◆ **DIRECTIVE**
Render the material below as a Markdown table with the columns "Row" and "Content," giving each line its own numbered row and leaving out blank lines. Include only everything from the line containing "the blue sky." down to the line containing "[284,0,313,14]", both included.

— Start DATASET EXTRACT —

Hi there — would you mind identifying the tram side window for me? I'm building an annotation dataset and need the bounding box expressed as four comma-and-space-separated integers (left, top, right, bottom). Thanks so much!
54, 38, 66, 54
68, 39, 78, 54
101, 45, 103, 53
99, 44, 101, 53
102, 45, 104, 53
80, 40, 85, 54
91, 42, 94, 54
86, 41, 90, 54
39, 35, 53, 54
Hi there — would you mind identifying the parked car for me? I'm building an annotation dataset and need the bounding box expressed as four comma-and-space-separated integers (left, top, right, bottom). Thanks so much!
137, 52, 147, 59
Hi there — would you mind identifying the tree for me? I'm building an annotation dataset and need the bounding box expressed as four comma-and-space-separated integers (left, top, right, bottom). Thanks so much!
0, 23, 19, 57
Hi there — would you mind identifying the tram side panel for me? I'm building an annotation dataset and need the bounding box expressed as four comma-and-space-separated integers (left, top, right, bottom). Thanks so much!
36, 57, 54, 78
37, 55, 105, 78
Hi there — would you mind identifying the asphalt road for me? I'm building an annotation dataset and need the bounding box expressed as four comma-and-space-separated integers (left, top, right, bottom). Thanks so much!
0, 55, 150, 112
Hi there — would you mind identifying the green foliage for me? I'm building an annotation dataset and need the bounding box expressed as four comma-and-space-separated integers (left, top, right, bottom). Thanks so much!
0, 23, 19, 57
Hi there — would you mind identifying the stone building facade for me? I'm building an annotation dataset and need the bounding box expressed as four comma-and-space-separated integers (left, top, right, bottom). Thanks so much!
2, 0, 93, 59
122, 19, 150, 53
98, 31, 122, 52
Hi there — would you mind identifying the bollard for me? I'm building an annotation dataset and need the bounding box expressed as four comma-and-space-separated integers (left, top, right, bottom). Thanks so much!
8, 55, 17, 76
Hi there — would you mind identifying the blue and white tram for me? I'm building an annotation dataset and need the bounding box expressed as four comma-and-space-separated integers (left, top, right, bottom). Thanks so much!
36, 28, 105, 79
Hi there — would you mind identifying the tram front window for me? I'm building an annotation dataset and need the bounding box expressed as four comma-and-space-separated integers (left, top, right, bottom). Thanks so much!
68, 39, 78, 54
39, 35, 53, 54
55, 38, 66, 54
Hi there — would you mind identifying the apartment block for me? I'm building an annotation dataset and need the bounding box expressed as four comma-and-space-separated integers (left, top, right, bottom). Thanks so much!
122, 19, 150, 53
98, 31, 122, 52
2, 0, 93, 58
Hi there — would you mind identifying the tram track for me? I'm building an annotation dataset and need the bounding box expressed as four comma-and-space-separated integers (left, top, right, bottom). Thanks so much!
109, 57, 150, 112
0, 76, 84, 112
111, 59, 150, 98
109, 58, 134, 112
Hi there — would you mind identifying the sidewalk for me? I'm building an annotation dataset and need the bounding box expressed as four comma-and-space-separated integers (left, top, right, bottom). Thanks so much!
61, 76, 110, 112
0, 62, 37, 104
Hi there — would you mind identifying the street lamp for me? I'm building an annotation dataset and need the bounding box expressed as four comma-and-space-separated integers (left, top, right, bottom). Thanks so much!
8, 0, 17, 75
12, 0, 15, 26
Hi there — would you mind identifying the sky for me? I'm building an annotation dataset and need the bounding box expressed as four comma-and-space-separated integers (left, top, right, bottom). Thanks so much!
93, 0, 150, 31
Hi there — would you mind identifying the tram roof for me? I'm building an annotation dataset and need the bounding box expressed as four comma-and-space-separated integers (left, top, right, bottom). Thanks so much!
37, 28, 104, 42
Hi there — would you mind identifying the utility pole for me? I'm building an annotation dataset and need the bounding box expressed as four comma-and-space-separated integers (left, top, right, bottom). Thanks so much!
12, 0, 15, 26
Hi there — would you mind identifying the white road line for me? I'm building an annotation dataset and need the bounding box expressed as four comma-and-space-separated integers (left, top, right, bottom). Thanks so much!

— End DATASET EXTRACT —
— Start DATASET EXTRACT —

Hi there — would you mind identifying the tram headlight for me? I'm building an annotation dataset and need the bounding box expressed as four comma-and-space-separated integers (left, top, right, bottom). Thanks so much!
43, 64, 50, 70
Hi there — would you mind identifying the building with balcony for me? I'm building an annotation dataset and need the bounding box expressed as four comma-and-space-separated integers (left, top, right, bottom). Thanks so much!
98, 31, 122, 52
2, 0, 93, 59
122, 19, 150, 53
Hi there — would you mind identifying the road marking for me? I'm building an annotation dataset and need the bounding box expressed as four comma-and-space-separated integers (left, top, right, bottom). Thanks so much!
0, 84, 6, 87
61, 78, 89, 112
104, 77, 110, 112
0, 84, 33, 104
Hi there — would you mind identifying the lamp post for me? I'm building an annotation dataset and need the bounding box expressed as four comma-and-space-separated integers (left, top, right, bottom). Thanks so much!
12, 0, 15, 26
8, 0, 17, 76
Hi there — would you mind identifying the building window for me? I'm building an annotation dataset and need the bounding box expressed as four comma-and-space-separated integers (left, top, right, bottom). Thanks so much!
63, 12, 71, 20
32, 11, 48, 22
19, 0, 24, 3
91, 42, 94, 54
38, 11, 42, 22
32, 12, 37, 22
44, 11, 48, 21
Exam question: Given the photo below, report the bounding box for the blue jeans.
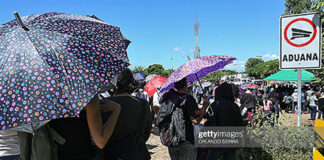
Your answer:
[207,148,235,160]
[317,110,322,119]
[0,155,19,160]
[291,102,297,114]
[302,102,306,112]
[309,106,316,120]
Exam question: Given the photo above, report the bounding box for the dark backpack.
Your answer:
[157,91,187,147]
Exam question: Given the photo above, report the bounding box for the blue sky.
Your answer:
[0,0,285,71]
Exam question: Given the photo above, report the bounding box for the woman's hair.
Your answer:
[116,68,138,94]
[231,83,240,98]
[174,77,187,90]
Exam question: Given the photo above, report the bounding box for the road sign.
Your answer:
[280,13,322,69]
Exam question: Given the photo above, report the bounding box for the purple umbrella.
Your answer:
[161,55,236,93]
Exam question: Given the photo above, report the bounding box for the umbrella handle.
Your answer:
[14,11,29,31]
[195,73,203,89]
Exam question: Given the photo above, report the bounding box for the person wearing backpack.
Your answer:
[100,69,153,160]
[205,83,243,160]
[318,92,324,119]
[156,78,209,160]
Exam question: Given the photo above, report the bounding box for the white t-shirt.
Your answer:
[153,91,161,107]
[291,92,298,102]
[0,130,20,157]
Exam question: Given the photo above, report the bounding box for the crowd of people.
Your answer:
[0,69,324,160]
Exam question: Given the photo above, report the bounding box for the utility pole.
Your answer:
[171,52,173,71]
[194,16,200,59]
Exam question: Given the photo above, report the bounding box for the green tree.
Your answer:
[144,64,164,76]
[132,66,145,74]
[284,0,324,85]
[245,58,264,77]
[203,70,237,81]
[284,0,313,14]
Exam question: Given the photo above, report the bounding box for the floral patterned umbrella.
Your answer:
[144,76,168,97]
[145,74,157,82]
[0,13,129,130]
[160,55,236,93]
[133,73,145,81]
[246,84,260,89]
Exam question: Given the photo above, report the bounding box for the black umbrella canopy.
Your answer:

— End DATASET EXTRACT —
— Start DATASET EXTRACT —

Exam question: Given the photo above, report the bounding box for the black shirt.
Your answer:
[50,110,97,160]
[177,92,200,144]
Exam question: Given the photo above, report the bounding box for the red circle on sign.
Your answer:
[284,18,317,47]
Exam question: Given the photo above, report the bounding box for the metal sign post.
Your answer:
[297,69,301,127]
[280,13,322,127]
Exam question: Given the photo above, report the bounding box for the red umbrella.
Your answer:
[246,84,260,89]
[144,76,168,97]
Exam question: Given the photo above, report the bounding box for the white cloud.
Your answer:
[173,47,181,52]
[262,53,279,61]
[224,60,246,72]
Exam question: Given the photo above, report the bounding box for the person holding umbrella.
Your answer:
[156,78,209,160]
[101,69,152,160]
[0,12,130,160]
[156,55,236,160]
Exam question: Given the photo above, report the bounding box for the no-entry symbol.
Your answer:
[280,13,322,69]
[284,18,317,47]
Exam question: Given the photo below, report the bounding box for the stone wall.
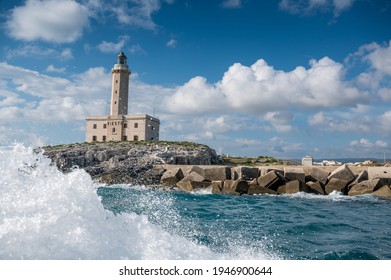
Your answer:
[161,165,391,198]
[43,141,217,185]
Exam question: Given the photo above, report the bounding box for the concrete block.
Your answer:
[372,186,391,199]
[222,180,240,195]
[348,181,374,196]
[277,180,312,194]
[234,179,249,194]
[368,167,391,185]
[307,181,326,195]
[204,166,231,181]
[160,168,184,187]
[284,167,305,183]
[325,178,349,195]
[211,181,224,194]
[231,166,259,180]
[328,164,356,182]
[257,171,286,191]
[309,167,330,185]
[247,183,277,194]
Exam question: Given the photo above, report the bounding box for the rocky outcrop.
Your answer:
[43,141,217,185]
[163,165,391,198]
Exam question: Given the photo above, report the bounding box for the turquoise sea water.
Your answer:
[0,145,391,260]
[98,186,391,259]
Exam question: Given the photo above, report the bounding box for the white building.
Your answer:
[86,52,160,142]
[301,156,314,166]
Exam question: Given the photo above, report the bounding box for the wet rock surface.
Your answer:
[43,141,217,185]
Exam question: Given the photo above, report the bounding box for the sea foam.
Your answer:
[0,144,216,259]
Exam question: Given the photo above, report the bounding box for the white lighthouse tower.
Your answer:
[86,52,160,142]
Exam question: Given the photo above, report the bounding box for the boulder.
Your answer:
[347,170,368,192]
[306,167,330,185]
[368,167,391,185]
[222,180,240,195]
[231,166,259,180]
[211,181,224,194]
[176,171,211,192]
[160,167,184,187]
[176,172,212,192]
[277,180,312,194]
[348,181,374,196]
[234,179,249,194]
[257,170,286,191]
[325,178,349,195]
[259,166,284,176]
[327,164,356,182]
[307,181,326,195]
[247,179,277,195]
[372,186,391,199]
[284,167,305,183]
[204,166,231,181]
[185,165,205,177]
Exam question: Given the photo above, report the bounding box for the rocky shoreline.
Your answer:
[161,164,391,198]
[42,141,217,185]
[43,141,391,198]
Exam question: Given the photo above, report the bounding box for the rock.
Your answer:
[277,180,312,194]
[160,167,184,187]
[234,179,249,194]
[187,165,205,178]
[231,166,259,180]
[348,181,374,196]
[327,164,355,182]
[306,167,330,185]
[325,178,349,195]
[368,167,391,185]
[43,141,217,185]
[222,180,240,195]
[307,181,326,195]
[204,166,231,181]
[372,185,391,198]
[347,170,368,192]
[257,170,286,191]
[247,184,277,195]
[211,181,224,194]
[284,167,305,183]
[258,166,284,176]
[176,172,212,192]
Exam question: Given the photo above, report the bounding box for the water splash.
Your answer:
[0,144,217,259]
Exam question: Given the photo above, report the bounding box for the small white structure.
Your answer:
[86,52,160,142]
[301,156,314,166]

— End DATASET EXTRACT —

◆ **REPLY TO THE EXERCISE**
| Row | Content |
|---|---|
| 1 | Exam question: Given the photo above, report the bounding box for the blue sky. |
| 2 | Your answer: |
| 3 | [0,0,285,71] |
| 4 | Exam question: Given the photo above, report the bounding box for the woman's hair. |
| 5 | Your answer: |
| 6 | [116,68,138,94] |
| 7 | [231,83,240,98] |
| 8 | [174,77,187,90] |
| 9 | Exam question: Given the photo above, report the bounding box for the road sign. |
| 10 | Your answer: |
| 11 | [280,13,322,69] |
| 12 | Exam question: Given the photo above, report the bounding box for the purple umbrella. |
| 13 | Your answer: |
| 14 | [161,55,236,93] |
| 15 | Exam question: Given the photo above, report the bounding box for the umbrella handle. |
| 16 | Your answer: |
| 17 | [14,11,29,31] |
| 18 | [195,73,203,89] |
| 19 | Exam question: Given the photo above, report the bounding box for the person wearing backpack. |
| 20 | Your answer: |
| 21 | [100,69,153,160] |
| 22 | [205,83,243,160] |
| 23 | [318,92,324,119] |
| 24 | [156,78,209,160] |
| 25 | Exam question: Given the photo above, report the bounding box for the white t-shirt. |
| 26 | Your answer: |
| 27 | [153,91,161,107] |
| 28 | [291,92,298,102] |
| 29 | [0,130,20,157] |
| 30 | Exam question: Given the photo above, report the bounding box for the crowd of people. |
| 31 | Your answer: |
| 32 | [0,69,324,160] |
| 33 | Exam question: Given the photo above, report the bounding box for the utility pole. |
| 34 | Your answer: |
| 35 | [171,52,173,71] |
| 36 | [194,16,200,59] |
| 37 | Exam question: Given the photo above, report the bounding box for the green tree. |
| 38 | Your answer: |
| 39 | [144,64,164,76] |
| 40 | [132,66,145,74] |
| 41 | [284,0,324,85] |
| 42 | [245,58,264,77] |
| 43 | [203,70,237,81] |
| 44 | [284,0,313,14] |